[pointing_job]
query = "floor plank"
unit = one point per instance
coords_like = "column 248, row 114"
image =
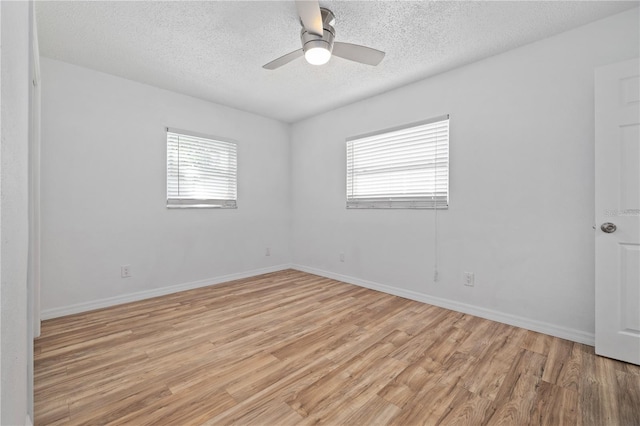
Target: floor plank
column 293, row 348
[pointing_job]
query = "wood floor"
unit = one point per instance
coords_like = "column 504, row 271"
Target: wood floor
column 292, row 348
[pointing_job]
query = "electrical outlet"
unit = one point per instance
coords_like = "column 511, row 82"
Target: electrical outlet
column 468, row 278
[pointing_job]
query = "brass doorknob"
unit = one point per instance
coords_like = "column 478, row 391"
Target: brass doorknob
column 608, row 227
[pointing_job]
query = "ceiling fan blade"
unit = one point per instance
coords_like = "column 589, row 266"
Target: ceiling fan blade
column 357, row 53
column 283, row 60
column 309, row 13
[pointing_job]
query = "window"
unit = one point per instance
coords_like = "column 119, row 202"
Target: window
column 201, row 171
column 405, row 167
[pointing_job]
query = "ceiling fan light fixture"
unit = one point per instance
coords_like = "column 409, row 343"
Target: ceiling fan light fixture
column 318, row 55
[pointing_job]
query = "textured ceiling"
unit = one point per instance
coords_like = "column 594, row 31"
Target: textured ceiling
column 215, row 50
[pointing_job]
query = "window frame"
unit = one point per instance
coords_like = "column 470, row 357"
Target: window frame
column 191, row 203
column 400, row 202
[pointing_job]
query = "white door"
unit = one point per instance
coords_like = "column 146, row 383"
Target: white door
column 617, row 196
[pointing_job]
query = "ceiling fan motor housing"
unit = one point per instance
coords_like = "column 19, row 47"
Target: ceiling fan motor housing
column 325, row 41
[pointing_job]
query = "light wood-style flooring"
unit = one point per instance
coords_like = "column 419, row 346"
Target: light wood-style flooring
column 293, row 348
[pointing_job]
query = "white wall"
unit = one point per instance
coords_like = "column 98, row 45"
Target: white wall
column 104, row 191
column 522, row 185
column 14, row 130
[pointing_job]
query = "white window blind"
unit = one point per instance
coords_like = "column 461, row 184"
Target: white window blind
column 404, row 167
column 201, row 171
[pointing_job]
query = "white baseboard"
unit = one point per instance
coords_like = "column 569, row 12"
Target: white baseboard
column 147, row 294
column 517, row 321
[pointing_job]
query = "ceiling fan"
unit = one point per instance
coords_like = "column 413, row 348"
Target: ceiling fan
column 317, row 40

.....

Rewrite every record above with "Target" swapped for "Label" and nothing else changed. Leave the pictures out.

• ANSWER TO THE PROBLEM:
[pointing_job]
query = "floor plank"
unit = one point per instance
coords_like = "column 248, row 114"
image =
Label: floor plank
column 293, row 348
[pointing_job]
query = "wood floor"
unit = one point per instance
coords_like = "column 504, row 271"
Label: wood floor
column 292, row 348
[pointing_job]
query = "electrical outlet"
unit = one point per instance
coords_like = "column 511, row 82"
Label: electrical outlet
column 468, row 278
[pointing_job]
query = "brass doorknob"
unit = one point per instance
coords_like = "column 478, row 391"
Label: brass doorknob
column 608, row 227
[pointing_job]
query = "ceiling fan blade"
unit = one point per instance
coords_like = "column 589, row 266"
Label: ceiling fan blade
column 357, row 53
column 283, row 60
column 309, row 13
[pointing_job]
query = "window"
unit = one point per instance
coords_like = "column 119, row 202"
Label: window
column 201, row 171
column 405, row 167
[pointing_job]
query = "ceiling fan light fixture"
unit = one point per instance
coords_like = "column 409, row 343"
Label: ceiling fan light fixture
column 318, row 55
[pointing_job]
query = "textured ceiling"
unit = one point per instance
coords_like = "column 594, row 31"
Label: textured ceiling
column 215, row 50
[pointing_job]
query = "window frame"
unit = one point per instance
coords_like = "column 470, row 357"
Label: window frame
column 191, row 203
column 400, row 202
[pointing_job]
query = "white door"
unit = one point per instance
coords_like = "column 146, row 383"
Label: white door
column 617, row 196
[pointing_job]
query = "ceiling fan motor housing"
unit = one point per instance
coords_like = "column 19, row 47"
Label: ceiling fan motor housing
column 325, row 41
[pointing_job]
query = "light wood-style flooring"
unit = one point per instance
coords_like = "column 419, row 346"
Label: light wood-style flooring
column 293, row 348
[pointing_job]
query = "white wall"
unit = one point per instance
coords_like = "column 98, row 45"
Label: white wall
column 104, row 191
column 522, row 185
column 14, row 130
[pointing_job]
query = "white window blind"
unit = one point per instance
coords_like = "column 461, row 184"
Label: white window blind
column 404, row 167
column 201, row 171
[pointing_job]
query = "white baseboard"
unit = one point per instance
coords_like = "column 569, row 12"
Label: white baseboard
column 147, row 294
column 517, row 321
[pointing_job]
query = "ceiling fan"
unit = one point per instance
coords_like = "column 413, row 348"
Label: ceiling fan
column 317, row 40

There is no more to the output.